» EXERCISE TASKS:
(1) Condense the paragraph of the year-end tax tips that begins "3. Review your asset register" into a short bulleted list that keeps its main facts.
(2) From the year-end tax tips, output everything from "4. Repairs, consumables" down to "another 12 months." word for word.

» PROVIDED TEXT:
2. Trading Stock. Write off any stock that is damaged or obsolete. Complete a stock take (if you are not using the simplified trading stock rules) and remember that stock can be valued at the lower of cost, replacement, or net realisable value. You can use different methods for different stock items.

3. Review your asset register and scrap any obsolete plant. Check to see if obsolete plant and equipment is sitting on your depreciation schedule. Rather than depreciating a small amount each year, if the plant has become obsolete, scrap it and write it off before 30 June. Small Business Entities can choose to pool their assets and claim one deduction for each pool. This means you only have to do one calculation for the pool rather than for each asset. It also allows you to claim an immediate deduction for depreciating assets that are bought for less than $1,000.

4. Repairs, consumables (office stationery etc), trade gifts or donations. To claim a deduction for the 2014/2015 financial year, consider paying for any required repairs, replenishing consumable supplies, trade gifts or donations before 30 June.

5. Pay June quarter employee super contributions if you want to claim a tax deduction in the current year. The next quarterly superannuation guarantee payment is due on 28 July 2015. However, some employers choose to make the payment early to bring forward the tax deduction instead of waiting another 12 months.

6. Superannuation. Don’t forget yourself. Superannuation can be a great way to get tax relief and still build your wealth position. Your personal or company sponsored contributions need to be received by the fund before June 30 to ensure deductibility.

7. Capital gains and losses. Neutralise the tax effect of any capital gains you have made during the year by realising any capital losses that you have. These need to be genuine transactions in order to be effective for tax purposes. It may be possible to contribute assets with unrealised losses to superannuation in order to do this.

8. Directors’ fees and bonuses. Declare them before 30 June and providing the company is absolutely committed to them, you are entitled to the deduction even if they have not been paid. Again, a director’s minute is a good idea. The directors and employees only need to declare this income in the year of receipt although they need to be formally notified of their entitlements by 30 June.

9. Management fees. Where management fees are being charged between related entities, make sure that the charges have been raised by June 30. Where management charges are used, make sure they are commercially reasonable and there is documentation to support this position. If any transactions are being undertaken with international related parties then the transfer pricing rules need to be considered and the ATO’s expectations in relation to documentation will be much greater. This is an area that the ATO are placing under greater scrutiny.

» PROVIDED MATERIAL:

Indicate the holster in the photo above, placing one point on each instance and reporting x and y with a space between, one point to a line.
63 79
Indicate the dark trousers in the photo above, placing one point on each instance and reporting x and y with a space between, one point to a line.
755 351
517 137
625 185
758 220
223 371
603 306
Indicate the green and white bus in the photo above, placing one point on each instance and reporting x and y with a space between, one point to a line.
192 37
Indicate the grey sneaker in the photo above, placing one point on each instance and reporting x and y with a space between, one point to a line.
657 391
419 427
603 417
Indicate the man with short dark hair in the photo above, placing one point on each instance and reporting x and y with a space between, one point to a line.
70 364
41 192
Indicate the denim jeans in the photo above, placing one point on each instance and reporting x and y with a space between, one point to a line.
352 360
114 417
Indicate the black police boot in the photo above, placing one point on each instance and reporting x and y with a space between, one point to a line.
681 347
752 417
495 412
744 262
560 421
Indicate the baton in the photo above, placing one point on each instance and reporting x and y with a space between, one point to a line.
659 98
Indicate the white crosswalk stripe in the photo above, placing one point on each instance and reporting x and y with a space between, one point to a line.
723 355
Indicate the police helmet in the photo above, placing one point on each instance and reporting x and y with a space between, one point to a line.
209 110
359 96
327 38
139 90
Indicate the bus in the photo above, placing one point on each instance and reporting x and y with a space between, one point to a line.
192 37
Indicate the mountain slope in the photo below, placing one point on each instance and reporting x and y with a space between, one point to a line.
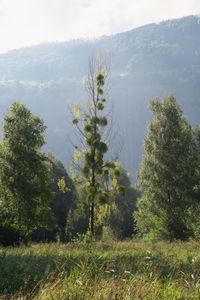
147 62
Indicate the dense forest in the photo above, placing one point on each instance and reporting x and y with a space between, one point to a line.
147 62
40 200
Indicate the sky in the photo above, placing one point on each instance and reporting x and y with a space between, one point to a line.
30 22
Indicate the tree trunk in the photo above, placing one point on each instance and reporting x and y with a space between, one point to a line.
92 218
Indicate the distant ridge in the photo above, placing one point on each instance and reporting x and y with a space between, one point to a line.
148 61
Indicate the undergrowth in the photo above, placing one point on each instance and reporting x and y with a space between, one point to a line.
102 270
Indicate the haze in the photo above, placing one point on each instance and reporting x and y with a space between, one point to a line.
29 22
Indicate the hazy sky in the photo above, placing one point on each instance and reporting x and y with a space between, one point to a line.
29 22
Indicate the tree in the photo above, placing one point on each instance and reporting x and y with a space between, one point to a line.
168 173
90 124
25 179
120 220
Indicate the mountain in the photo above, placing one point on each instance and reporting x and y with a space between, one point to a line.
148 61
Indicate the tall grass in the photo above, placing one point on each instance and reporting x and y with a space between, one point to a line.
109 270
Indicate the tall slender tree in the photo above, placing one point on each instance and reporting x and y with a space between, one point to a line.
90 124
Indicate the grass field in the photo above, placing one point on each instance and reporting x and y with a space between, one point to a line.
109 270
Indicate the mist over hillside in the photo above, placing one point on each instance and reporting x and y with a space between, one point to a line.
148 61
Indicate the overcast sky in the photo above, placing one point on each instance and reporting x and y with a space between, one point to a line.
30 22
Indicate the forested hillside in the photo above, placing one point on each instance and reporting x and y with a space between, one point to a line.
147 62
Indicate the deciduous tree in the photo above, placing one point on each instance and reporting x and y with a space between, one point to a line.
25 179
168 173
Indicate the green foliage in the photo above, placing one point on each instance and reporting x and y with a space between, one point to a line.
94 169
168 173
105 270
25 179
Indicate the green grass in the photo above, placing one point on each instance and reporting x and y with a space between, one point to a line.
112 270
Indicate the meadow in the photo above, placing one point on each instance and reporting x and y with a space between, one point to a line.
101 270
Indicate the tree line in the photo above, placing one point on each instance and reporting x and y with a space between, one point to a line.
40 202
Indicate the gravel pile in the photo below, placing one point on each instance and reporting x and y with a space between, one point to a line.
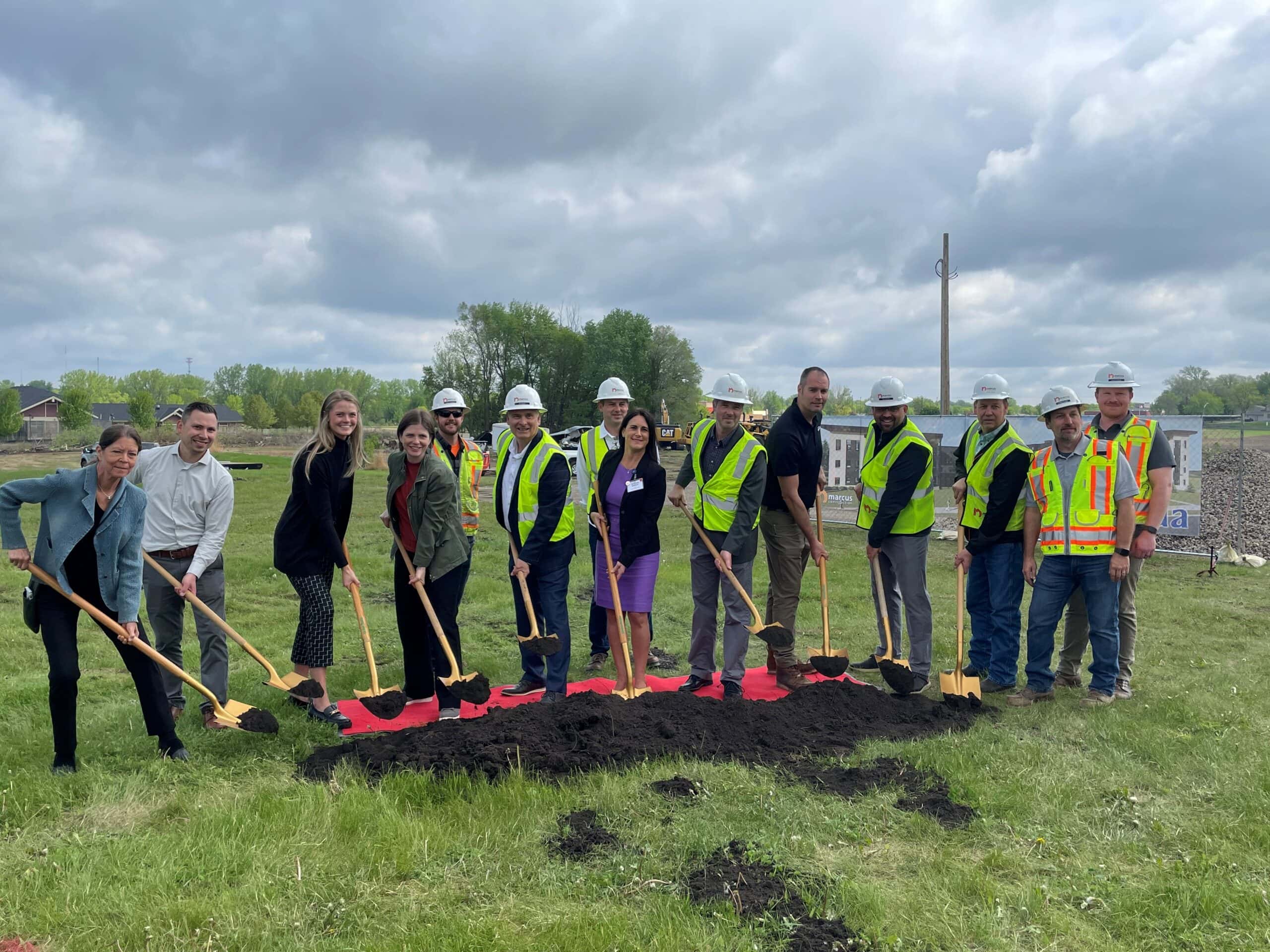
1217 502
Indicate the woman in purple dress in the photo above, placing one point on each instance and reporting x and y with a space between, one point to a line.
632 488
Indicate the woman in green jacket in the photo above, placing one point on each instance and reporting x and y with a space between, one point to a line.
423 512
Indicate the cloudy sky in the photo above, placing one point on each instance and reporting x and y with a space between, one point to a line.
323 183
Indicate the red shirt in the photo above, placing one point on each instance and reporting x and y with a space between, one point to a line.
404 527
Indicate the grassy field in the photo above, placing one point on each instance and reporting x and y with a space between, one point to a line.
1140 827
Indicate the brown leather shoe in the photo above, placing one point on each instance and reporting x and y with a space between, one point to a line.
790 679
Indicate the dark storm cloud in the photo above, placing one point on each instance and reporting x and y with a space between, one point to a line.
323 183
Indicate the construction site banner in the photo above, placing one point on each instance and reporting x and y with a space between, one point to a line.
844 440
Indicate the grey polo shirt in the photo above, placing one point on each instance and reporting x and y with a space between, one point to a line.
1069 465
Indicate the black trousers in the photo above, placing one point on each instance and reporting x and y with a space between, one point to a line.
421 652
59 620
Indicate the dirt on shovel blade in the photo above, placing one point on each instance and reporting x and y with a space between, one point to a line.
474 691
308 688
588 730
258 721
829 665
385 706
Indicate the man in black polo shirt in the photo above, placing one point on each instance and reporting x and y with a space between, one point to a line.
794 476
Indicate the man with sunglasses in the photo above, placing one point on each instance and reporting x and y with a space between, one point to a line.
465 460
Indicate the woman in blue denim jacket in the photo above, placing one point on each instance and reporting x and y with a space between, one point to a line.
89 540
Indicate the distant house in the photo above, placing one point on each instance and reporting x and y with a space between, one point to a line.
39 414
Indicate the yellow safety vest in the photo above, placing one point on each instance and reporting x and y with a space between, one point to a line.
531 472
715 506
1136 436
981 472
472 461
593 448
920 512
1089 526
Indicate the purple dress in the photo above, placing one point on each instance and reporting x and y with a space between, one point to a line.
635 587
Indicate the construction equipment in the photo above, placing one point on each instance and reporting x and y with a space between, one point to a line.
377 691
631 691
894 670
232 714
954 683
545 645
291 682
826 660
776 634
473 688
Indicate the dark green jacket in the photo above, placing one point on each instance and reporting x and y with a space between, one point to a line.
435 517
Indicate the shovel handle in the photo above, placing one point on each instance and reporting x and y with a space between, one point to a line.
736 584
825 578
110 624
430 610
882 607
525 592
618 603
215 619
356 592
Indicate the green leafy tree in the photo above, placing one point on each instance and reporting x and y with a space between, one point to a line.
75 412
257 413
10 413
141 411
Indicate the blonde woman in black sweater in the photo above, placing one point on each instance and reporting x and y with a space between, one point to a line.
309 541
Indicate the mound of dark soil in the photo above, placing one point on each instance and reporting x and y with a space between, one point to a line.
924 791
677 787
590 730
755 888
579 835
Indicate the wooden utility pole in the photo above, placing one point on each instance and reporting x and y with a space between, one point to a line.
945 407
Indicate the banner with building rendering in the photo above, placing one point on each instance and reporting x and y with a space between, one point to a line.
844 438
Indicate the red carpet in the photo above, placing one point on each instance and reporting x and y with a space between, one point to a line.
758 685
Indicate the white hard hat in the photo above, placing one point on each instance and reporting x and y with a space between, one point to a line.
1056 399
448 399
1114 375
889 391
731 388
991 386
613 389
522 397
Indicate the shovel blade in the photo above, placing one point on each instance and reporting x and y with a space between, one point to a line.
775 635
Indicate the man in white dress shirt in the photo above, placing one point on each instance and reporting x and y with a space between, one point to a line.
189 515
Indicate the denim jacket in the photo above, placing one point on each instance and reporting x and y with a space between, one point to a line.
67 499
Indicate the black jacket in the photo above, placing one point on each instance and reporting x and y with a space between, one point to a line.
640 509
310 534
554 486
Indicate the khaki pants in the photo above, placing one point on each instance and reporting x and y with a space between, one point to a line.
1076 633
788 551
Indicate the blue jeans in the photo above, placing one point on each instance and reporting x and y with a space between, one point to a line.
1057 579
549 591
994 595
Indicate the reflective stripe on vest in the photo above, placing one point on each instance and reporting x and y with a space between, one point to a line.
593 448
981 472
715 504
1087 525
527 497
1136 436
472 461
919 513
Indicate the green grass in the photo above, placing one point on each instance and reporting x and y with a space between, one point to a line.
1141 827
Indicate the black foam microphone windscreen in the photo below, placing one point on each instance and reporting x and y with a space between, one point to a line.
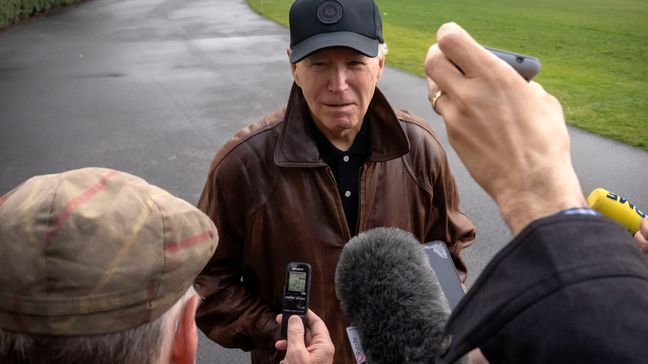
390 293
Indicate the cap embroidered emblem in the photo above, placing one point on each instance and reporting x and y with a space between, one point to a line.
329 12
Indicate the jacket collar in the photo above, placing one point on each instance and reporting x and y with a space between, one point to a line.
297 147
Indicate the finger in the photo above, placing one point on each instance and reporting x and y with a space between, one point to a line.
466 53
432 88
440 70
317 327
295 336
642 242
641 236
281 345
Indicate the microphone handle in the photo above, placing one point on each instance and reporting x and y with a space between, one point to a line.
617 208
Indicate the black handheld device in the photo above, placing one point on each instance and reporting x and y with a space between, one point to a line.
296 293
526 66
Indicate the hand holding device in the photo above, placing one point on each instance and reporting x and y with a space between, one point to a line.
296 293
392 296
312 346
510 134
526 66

» RESPONSES TO THE TASKS:
(1)
- Check the depreciation schedule for obsolete plant and equipment.
- Scrap obsolete plant and write it off before 30 June rather than depreciating a small amount each year.
- Small Business Entities can pool their assets and claim one deduction per pool, which means one calculation per pool instead of one per asset.
- Pooling also allows an immediate deduction for depreciating assets bought for less than $1,000.

(2)
4. Repairs, consumables (office stationery etc), trade gifts or donations. To claim a deduction for the 2014/2015 financial year, consider paying for any required repairs, replenishing consumable supplies, trade gifts or donations before 30 June.

5. Pay June quarter employee super contributions if you want to claim a tax deduction in the current year. The next quarterly superannuation guarantee payment is due on 28 July 2015. However, some employers choose to make the payment early to bring forward the tax deduction instead of waiting another 12 months.